Segment Start: Material for this exercise

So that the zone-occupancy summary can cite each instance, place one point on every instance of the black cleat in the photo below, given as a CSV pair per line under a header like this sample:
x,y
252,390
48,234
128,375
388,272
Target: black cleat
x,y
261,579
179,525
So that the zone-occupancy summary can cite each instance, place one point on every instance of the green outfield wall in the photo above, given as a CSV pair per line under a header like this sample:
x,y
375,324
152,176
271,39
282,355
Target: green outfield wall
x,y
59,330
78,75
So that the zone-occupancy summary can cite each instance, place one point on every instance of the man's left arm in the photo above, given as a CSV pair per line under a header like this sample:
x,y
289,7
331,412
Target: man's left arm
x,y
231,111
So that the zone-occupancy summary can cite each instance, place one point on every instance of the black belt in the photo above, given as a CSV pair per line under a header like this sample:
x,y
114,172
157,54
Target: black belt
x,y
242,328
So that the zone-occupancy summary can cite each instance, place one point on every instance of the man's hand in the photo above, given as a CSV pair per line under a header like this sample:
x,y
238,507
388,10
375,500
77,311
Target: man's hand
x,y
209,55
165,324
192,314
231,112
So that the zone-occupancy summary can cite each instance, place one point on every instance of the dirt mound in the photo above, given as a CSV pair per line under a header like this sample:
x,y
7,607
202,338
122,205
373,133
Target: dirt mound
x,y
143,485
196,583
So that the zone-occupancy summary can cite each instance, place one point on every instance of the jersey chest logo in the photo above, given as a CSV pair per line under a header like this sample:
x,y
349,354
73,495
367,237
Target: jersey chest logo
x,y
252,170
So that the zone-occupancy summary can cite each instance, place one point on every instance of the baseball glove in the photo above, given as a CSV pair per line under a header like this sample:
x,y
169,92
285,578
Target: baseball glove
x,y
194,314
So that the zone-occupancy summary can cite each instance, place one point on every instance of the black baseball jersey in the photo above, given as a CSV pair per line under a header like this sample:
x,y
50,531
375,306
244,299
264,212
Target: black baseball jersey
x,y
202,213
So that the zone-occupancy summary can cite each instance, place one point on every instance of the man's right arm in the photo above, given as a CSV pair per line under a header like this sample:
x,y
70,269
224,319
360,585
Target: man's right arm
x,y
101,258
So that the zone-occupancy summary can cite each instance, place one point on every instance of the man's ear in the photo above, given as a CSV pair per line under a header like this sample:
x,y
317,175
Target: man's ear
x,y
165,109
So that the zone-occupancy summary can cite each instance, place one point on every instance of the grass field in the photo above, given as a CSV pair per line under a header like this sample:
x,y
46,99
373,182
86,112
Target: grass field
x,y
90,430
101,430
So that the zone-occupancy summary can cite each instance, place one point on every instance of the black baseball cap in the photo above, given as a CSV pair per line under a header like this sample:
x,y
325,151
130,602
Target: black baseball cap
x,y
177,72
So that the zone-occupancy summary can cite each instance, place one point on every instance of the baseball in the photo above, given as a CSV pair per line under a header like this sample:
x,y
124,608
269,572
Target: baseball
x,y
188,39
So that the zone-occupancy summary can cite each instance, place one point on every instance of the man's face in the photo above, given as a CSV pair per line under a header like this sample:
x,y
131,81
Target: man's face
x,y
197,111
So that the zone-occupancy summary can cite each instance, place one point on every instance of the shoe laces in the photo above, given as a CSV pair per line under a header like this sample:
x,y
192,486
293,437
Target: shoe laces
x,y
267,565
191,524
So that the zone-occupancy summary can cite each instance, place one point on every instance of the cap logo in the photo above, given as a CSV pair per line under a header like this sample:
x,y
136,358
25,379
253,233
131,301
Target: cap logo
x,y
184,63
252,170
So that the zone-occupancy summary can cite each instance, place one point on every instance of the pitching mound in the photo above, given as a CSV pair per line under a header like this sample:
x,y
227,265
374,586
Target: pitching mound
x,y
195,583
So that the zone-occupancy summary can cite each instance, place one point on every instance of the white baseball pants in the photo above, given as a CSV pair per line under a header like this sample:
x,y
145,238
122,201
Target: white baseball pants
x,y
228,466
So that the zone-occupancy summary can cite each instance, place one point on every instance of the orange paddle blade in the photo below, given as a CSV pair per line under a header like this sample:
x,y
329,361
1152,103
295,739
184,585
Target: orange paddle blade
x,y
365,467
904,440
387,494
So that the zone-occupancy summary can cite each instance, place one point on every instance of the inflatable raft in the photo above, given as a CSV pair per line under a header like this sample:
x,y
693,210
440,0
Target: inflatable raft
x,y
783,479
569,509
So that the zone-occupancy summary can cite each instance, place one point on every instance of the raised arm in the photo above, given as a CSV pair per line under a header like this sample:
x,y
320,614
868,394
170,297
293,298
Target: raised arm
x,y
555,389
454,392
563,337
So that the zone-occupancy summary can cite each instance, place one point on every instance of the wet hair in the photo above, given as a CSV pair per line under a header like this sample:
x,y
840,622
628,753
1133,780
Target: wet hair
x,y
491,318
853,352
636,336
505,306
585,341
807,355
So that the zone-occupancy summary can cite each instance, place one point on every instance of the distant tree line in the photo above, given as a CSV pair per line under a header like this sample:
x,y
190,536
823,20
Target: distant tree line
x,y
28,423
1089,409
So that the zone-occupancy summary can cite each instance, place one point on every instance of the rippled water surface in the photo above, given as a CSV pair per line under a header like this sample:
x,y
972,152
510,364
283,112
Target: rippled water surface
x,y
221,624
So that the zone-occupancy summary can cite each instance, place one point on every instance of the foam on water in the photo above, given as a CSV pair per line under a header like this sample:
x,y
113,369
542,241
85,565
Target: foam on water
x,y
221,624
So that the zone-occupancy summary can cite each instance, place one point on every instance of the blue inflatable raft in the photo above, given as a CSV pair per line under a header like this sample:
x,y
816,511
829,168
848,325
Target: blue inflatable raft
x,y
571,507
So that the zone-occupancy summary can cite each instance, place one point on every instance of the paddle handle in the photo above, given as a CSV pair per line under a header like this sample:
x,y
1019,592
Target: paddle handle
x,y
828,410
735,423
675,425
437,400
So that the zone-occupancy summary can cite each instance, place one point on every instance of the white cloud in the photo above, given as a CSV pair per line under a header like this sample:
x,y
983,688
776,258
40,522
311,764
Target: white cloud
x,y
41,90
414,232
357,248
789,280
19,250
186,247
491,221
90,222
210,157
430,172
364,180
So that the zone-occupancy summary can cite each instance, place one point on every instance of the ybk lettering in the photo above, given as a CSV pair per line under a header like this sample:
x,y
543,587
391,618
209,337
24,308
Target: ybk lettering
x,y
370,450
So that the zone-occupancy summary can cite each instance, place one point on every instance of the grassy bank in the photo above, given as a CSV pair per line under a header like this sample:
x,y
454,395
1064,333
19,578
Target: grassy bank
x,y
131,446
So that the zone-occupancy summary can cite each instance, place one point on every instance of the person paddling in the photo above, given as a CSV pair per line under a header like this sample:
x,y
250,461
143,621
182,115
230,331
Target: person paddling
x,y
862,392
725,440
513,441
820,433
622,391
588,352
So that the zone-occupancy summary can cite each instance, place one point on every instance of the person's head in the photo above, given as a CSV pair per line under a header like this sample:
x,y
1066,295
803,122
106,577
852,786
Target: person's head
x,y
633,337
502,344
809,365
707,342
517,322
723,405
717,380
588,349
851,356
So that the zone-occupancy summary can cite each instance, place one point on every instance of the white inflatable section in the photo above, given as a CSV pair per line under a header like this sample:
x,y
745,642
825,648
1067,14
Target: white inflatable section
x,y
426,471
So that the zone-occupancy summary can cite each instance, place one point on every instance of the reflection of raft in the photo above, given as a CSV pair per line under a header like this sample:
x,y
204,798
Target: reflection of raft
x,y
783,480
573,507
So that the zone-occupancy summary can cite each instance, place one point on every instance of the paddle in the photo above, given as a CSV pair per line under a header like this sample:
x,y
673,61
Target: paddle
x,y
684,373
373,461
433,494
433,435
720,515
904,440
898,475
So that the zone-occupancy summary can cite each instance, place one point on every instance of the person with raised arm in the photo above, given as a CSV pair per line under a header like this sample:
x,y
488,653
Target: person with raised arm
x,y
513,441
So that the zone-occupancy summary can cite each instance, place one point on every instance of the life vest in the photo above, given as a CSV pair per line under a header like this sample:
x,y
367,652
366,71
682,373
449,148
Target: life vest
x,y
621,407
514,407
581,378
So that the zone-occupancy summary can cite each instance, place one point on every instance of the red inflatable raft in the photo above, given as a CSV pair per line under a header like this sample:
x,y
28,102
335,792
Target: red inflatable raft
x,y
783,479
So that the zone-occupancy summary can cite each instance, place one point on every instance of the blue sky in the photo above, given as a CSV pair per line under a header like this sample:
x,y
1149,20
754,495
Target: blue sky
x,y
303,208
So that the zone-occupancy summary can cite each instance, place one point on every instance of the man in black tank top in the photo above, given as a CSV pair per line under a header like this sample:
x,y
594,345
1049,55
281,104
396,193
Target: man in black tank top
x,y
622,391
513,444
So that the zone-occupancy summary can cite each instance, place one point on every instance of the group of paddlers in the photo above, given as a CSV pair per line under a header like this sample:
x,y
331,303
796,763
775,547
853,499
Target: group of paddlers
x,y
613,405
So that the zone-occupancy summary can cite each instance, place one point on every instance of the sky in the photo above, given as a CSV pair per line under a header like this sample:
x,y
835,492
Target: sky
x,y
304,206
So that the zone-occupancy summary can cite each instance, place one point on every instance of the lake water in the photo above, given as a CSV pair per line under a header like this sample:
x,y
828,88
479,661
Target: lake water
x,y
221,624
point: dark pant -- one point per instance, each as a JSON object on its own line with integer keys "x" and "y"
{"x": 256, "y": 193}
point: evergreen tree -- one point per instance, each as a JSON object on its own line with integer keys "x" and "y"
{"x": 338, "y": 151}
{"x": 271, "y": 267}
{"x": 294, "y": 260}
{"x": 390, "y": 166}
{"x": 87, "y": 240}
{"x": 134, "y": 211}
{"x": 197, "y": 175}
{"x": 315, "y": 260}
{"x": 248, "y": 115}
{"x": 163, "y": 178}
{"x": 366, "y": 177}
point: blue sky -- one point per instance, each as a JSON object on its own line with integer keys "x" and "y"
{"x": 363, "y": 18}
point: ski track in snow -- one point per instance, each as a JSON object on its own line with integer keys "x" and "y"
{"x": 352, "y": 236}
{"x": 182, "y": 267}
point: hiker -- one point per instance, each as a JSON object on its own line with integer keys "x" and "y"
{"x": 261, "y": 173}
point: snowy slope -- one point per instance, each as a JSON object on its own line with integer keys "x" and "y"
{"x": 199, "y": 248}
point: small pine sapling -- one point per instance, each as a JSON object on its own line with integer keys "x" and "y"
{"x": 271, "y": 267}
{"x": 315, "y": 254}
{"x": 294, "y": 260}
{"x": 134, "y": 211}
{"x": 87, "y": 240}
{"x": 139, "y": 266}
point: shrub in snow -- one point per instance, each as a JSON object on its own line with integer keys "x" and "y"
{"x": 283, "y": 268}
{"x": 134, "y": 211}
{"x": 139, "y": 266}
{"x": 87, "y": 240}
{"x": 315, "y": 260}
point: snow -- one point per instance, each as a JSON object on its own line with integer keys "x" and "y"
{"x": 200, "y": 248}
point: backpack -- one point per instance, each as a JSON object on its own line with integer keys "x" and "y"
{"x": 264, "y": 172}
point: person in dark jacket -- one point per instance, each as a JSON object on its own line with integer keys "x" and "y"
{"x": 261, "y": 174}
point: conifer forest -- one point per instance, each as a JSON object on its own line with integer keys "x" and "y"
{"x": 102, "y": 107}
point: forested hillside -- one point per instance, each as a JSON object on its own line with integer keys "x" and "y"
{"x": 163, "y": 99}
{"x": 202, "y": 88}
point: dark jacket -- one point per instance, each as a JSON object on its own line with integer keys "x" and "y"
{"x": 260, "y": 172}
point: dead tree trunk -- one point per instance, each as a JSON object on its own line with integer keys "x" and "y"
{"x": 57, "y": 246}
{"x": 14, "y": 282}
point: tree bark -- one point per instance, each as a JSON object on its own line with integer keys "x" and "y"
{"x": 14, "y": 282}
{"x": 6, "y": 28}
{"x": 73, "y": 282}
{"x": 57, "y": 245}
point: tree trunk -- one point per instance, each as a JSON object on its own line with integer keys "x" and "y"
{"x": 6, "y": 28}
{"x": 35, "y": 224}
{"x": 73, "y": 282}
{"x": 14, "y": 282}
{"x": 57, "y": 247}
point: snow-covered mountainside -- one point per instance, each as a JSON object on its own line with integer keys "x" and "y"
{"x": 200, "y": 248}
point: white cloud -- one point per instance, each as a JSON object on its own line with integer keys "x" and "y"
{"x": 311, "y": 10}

Segment End: Material for this exercise

**Exercise objective**
Return each line of the entries that holds the string "below".

**Written response**
So that the zone-occupancy summary can cite each instance, place one point on every instance of the black cleat in the photo below, given as a CSV pair per line under a header like this sample:
So that the zone-occupancy summary can cite each instance, place one point on every instance of the orange paddle blade in the photo below, given as a CSV pair per line under a header like this sample:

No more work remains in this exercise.